======== RECORDS TO USE
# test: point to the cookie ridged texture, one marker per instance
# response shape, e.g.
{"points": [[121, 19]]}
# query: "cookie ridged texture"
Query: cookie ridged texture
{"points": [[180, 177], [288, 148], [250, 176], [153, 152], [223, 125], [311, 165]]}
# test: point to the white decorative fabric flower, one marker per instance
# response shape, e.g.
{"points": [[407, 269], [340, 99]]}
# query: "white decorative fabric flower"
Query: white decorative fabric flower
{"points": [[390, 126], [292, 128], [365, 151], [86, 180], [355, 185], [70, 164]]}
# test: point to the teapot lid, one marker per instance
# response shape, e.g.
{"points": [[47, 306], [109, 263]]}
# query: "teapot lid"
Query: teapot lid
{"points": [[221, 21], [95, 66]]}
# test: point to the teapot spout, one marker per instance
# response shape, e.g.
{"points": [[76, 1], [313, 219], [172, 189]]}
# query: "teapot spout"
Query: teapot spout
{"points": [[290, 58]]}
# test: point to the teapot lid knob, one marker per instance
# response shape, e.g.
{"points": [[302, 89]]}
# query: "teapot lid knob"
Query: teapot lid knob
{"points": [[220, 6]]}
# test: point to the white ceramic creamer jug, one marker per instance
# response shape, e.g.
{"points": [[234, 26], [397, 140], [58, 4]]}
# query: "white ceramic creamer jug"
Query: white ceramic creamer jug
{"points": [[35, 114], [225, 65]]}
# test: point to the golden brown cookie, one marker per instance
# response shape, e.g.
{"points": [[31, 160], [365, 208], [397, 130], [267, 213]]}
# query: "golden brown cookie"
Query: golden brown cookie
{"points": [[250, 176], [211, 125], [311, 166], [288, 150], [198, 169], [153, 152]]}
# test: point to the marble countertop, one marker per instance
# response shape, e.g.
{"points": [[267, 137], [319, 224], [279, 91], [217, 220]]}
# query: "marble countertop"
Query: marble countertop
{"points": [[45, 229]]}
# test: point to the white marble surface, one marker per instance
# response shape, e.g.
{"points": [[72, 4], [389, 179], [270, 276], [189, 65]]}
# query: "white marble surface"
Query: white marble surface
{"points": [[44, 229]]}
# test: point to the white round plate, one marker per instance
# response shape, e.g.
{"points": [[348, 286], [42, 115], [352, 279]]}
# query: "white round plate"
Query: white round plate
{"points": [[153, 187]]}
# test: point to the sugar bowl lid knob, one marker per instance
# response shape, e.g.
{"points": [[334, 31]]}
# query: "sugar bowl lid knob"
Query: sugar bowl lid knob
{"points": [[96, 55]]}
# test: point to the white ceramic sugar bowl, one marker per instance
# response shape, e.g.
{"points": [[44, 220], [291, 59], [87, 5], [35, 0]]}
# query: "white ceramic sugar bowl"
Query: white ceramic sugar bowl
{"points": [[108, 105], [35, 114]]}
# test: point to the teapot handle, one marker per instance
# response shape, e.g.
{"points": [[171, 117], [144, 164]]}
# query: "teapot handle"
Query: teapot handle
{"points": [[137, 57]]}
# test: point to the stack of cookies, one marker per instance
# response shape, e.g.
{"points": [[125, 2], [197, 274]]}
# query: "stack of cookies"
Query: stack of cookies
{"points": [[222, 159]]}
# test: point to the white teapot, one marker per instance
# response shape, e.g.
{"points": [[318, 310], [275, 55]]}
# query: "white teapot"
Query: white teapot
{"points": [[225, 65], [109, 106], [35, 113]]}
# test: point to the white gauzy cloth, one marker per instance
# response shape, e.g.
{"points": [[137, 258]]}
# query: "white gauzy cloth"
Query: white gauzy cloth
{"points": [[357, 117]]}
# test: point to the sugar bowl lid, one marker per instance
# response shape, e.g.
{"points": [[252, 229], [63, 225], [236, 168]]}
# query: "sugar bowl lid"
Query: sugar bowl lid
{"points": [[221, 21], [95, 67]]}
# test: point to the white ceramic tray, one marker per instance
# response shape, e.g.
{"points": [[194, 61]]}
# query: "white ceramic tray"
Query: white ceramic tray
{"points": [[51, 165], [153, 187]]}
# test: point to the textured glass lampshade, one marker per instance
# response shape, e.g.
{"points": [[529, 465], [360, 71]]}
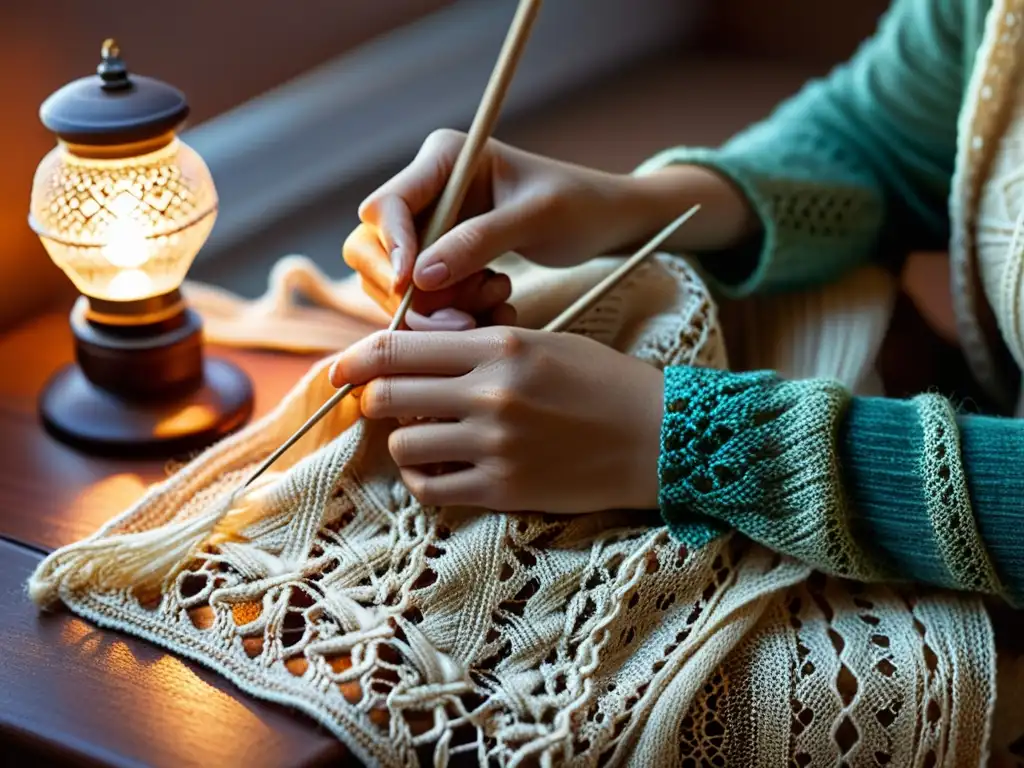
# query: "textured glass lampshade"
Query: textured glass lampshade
{"points": [[128, 227]]}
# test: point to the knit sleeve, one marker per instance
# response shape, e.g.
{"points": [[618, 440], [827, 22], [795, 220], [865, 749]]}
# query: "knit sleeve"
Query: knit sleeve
{"points": [[855, 166], [864, 487]]}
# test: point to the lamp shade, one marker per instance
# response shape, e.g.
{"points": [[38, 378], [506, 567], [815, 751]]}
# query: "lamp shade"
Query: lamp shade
{"points": [[124, 228], [121, 204]]}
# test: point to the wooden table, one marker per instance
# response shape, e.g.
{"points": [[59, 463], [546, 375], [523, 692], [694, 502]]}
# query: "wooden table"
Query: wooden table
{"points": [[71, 693]]}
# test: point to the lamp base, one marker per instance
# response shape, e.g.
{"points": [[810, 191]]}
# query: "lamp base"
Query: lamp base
{"points": [[82, 415]]}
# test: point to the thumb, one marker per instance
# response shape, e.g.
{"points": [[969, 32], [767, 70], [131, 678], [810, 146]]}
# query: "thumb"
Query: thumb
{"points": [[469, 248]]}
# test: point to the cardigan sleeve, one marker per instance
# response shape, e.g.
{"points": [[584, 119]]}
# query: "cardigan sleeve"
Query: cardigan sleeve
{"points": [[865, 487], [855, 166]]}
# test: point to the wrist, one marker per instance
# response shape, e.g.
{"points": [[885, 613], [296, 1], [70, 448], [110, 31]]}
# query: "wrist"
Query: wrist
{"points": [[643, 452], [726, 218]]}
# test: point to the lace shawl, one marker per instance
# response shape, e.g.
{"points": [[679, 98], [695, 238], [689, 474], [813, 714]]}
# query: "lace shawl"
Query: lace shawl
{"points": [[420, 634]]}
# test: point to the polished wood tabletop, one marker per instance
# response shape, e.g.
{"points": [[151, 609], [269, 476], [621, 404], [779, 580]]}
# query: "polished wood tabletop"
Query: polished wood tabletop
{"points": [[70, 692]]}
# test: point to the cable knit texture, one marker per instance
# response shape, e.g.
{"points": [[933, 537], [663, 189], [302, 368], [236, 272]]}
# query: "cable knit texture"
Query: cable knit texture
{"points": [[857, 166], [868, 488]]}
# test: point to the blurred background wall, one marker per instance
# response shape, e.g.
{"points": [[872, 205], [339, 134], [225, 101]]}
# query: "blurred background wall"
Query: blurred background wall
{"points": [[717, 65]]}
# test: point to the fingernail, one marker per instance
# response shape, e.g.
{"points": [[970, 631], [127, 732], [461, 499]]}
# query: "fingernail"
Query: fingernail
{"points": [[434, 275], [453, 320], [442, 320]]}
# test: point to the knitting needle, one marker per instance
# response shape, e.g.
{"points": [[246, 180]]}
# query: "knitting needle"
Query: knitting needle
{"points": [[560, 323], [585, 302], [452, 198]]}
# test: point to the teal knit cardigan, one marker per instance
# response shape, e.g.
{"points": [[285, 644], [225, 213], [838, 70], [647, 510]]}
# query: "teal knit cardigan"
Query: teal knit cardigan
{"points": [[854, 167]]}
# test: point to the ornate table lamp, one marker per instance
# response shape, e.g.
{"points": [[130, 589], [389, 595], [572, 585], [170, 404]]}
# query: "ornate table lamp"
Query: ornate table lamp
{"points": [[123, 206]]}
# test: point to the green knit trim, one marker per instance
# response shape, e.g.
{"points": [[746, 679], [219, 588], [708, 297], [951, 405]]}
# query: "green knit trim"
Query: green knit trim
{"points": [[948, 500], [814, 227], [759, 454]]}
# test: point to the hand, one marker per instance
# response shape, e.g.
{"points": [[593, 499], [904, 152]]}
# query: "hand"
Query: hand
{"points": [[550, 212], [535, 421]]}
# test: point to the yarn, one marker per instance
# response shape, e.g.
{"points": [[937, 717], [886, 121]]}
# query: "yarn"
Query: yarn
{"points": [[522, 639]]}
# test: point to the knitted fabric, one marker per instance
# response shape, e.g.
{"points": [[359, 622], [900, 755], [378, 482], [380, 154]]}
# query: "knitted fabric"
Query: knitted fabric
{"points": [[584, 640], [808, 470], [988, 258]]}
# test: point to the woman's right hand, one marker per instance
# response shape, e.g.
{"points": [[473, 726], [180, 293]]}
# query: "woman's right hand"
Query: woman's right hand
{"points": [[550, 212]]}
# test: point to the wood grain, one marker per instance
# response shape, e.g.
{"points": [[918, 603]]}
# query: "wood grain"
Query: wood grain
{"points": [[51, 495], [82, 695]]}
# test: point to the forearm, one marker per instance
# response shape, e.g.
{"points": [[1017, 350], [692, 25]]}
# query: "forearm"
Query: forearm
{"points": [[868, 488], [726, 219], [855, 167]]}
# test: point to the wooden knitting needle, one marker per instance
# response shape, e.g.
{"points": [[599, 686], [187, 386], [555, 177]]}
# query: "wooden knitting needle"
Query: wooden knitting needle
{"points": [[452, 199], [561, 323], [585, 302]]}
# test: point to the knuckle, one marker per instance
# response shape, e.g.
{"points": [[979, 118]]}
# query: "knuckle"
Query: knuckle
{"points": [[383, 349], [499, 442], [499, 400], [509, 342], [421, 487], [377, 397], [468, 240], [398, 446]]}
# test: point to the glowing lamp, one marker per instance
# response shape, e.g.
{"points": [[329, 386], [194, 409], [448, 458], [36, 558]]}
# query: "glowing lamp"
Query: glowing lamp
{"points": [[122, 206]]}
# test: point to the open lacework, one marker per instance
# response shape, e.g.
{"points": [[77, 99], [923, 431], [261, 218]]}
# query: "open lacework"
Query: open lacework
{"points": [[421, 635]]}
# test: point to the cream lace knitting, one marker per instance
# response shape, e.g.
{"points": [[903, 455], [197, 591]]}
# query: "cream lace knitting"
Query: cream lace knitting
{"points": [[420, 634]]}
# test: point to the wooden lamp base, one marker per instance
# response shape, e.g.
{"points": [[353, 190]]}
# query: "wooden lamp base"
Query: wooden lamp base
{"points": [[143, 390]]}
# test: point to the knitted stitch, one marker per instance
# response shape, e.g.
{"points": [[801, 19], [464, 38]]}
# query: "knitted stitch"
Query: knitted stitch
{"points": [[867, 488], [525, 639], [856, 166]]}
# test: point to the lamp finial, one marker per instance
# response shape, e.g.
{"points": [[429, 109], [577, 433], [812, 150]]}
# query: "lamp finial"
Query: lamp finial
{"points": [[112, 69]]}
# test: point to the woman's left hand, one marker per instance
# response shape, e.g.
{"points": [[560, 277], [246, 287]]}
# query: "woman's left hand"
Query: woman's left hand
{"points": [[534, 421]]}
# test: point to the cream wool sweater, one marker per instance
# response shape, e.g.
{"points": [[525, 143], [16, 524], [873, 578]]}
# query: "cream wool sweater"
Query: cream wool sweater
{"points": [[559, 640], [568, 640]]}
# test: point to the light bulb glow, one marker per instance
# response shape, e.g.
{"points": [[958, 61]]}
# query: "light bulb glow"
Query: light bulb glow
{"points": [[124, 228], [126, 246], [129, 286]]}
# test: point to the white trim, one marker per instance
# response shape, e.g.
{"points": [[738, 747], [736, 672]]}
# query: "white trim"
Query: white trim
{"points": [[354, 115]]}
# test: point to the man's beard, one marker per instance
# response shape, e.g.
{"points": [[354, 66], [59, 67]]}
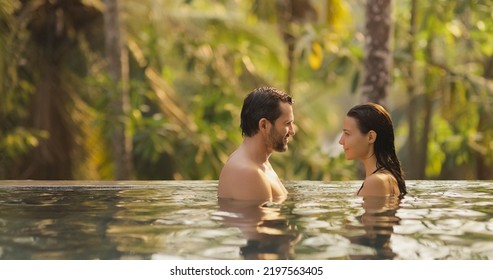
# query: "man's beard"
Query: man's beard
{"points": [[277, 140]]}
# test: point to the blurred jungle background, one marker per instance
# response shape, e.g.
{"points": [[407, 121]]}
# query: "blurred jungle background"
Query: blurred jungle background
{"points": [[152, 89]]}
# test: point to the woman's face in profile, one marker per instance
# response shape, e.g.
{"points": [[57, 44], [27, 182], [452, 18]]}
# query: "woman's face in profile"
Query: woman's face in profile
{"points": [[356, 145]]}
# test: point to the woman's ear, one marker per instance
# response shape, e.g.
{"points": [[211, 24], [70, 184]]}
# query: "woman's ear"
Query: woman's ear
{"points": [[372, 136]]}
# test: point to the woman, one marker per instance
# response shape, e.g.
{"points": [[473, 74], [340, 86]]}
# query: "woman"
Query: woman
{"points": [[368, 135]]}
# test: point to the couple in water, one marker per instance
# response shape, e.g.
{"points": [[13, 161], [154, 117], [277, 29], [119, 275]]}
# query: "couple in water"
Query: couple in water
{"points": [[267, 124]]}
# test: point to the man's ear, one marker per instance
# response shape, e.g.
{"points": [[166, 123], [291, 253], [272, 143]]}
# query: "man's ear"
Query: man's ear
{"points": [[372, 136]]}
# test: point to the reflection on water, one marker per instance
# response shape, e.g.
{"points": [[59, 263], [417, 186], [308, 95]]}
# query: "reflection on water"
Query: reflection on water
{"points": [[185, 220], [267, 231], [378, 223]]}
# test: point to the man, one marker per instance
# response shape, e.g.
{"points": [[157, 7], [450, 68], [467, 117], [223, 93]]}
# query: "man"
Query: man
{"points": [[266, 124]]}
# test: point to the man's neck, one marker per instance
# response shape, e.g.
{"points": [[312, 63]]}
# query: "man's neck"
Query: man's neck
{"points": [[256, 149]]}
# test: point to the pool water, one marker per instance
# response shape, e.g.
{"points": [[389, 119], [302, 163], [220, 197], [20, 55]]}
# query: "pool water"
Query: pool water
{"points": [[185, 220]]}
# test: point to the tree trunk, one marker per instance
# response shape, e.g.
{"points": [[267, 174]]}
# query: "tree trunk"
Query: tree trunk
{"points": [[484, 170], [378, 58], [121, 143], [413, 162]]}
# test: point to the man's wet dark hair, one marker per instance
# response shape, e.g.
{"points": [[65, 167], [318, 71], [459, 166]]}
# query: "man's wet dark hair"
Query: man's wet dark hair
{"points": [[261, 103]]}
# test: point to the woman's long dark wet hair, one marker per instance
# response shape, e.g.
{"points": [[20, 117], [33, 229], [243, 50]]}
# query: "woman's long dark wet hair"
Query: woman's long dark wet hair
{"points": [[371, 116]]}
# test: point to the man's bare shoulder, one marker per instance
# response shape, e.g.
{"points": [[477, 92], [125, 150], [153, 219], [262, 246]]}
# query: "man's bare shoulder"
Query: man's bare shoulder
{"points": [[243, 180]]}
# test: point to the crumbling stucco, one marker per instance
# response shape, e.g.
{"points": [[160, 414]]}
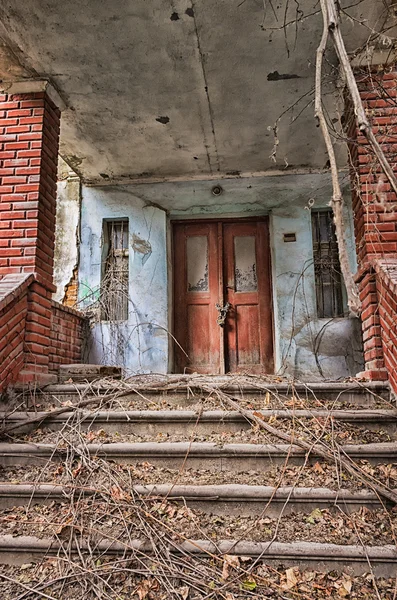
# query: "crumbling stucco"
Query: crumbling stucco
{"points": [[66, 234]]}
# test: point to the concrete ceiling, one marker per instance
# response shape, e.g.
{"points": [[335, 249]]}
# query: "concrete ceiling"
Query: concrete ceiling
{"points": [[177, 88]]}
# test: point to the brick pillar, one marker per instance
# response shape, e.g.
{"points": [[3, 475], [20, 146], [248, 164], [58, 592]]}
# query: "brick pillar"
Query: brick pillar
{"points": [[29, 138], [374, 202]]}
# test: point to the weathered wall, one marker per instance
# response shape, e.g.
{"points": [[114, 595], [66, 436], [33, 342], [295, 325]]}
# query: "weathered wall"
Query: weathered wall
{"points": [[66, 234], [140, 344], [305, 346]]}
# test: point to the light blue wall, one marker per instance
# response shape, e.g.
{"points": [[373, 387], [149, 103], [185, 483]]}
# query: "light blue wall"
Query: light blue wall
{"points": [[140, 344], [305, 346]]}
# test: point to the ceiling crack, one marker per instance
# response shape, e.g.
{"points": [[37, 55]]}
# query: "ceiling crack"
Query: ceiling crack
{"points": [[210, 111]]}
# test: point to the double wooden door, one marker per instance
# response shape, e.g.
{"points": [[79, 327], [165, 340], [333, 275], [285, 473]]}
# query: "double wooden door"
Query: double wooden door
{"points": [[222, 297]]}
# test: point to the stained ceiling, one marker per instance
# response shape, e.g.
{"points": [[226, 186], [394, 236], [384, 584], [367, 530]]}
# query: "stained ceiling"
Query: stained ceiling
{"points": [[180, 88]]}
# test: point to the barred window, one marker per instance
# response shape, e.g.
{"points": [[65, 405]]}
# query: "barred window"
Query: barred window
{"points": [[114, 285], [328, 277]]}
================
# SET EXERCISE:
Reproduce only the lines running from the one that contains "# test: point to the concrete" to the last line of the records.

# FINISHED ANSWER:
# test: point to the concrete ceiling, one marker per instance
# response shape, e.g.
{"points": [[335, 249]]}
# query: "concrete ceiling"
Query: concrete ceiling
{"points": [[177, 88]]}
# test: point to the brick pillar, one marker per instance
# response shape, e.g.
{"points": [[3, 475], [20, 146], [248, 164], [58, 592]]}
# query: "brick pillar"
Query: brick pillar
{"points": [[29, 138], [374, 202]]}
# test: point to the weathered wall, one marker per instance
# response shape, e.g.
{"points": [[114, 595], [66, 436], [33, 342], [295, 325]]}
# query: "weathered wall"
Query: weathered wall
{"points": [[66, 234], [140, 344], [305, 346]]}
# test: point to the light blue wall, one marker per instance
# response shape, e.g.
{"points": [[373, 387], [149, 103], [185, 483]]}
# query: "light blue wall"
Query: light blue wall
{"points": [[140, 344], [305, 346]]}
# test: point to the ceiling crack, one marker per instance
# response shape, e.g.
{"points": [[37, 55]]}
# query: "ceiling crack"
Query: ceiling crack
{"points": [[210, 111]]}
# test: point to the double wooden door, one marker per instance
# response shape, e.g.
{"points": [[79, 327], [165, 340], [333, 275], [285, 473]]}
# query: "double wooden door"
Query: double wooden door
{"points": [[222, 297]]}
# test: point to the stained ceiling, one marker per instance
# response shape, e.g.
{"points": [[226, 186], [394, 236], [384, 584], [367, 530]]}
# query: "stained ceiling"
Query: stained ceiling
{"points": [[180, 88]]}
# test: point to the barred window, one marker per instance
# response shape, e.g.
{"points": [[65, 405]]}
# query: "barred window"
Query: barred window
{"points": [[114, 285], [328, 277]]}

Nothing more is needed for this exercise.